## STATED EXERCISE
Copy the entries below word for word, but leave out the pictures.

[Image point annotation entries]
◆ ◆ ◆ ◆

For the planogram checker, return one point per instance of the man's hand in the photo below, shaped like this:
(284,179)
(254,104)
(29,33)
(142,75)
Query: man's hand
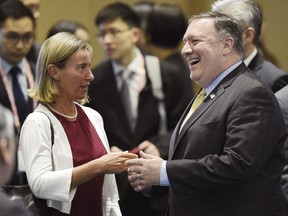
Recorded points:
(144,172)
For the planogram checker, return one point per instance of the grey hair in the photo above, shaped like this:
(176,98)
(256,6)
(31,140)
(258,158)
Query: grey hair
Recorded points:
(225,27)
(246,12)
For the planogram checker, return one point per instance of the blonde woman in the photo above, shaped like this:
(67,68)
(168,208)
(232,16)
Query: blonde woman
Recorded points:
(76,173)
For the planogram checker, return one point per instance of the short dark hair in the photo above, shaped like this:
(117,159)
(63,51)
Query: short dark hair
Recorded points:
(225,26)
(166,25)
(117,10)
(16,10)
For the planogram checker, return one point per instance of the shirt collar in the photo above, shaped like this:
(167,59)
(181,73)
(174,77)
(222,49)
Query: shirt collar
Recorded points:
(250,57)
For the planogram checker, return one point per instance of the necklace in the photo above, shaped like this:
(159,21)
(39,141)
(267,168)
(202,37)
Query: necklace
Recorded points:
(65,116)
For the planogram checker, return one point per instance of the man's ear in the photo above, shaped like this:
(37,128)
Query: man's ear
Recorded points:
(228,44)
(53,71)
(5,155)
(248,35)
(136,34)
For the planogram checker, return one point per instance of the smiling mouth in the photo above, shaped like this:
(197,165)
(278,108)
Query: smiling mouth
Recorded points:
(194,61)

◆ ◆ ◆ ◆

## RESPONSE TO THIS EXERCISE
For the planogram checker, return one point per instance of the man's hand in the photo below, shaped like this:
(284,179)
(254,104)
(29,33)
(142,75)
Query: man's hand
Recorded points:
(144,172)
For the planogram checker, return one point per instance of the grey hair in the photo above, shaped like this:
(176,98)
(256,6)
(31,140)
(258,158)
Query: grey hair
Recorded points:
(225,27)
(246,12)
For the planogram checker, return one point per instance of the blonde woman in the photo above, shaped like this:
(67,68)
(168,208)
(232,16)
Query: blonde woman
Recorded points:
(76,173)
For the planogram checker, return one point per instance of the short dark hair in the photo above, shaped like this:
(117,159)
(63,51)
Query: short dark hair
Recorded points:
(225,26)
(166,25)
(117,10)
(16,10)
For the planogram checker, return one point per instance of the shirt collar in the photo above, shaped like this:
(167,59)
(181,73)
(174,77)
(222,49)
Query: shirt collar
Recorded points:
(250,57)
For the planogram checker, return one point per instance of the necklace in the photo above, shaped like this:
(159,21)
(39,141)
(267,168)
(202,37)
Query: necklace
Recorded points:
(65,116)
For the planogram checker, return one point per instance of the man's ear in the photo above, shaped like this:
(37,128)
Query: man's ear
Recorded points:
(228,44)
(53,71)
(5,155)
(248,35)
(136,34)
For the planogram checker, return one point per instance of the smiling mouth in the photo above, shaped like this:
(197,165)
(278,108)
Query: smiling mouth
Recorded points:
(194,61)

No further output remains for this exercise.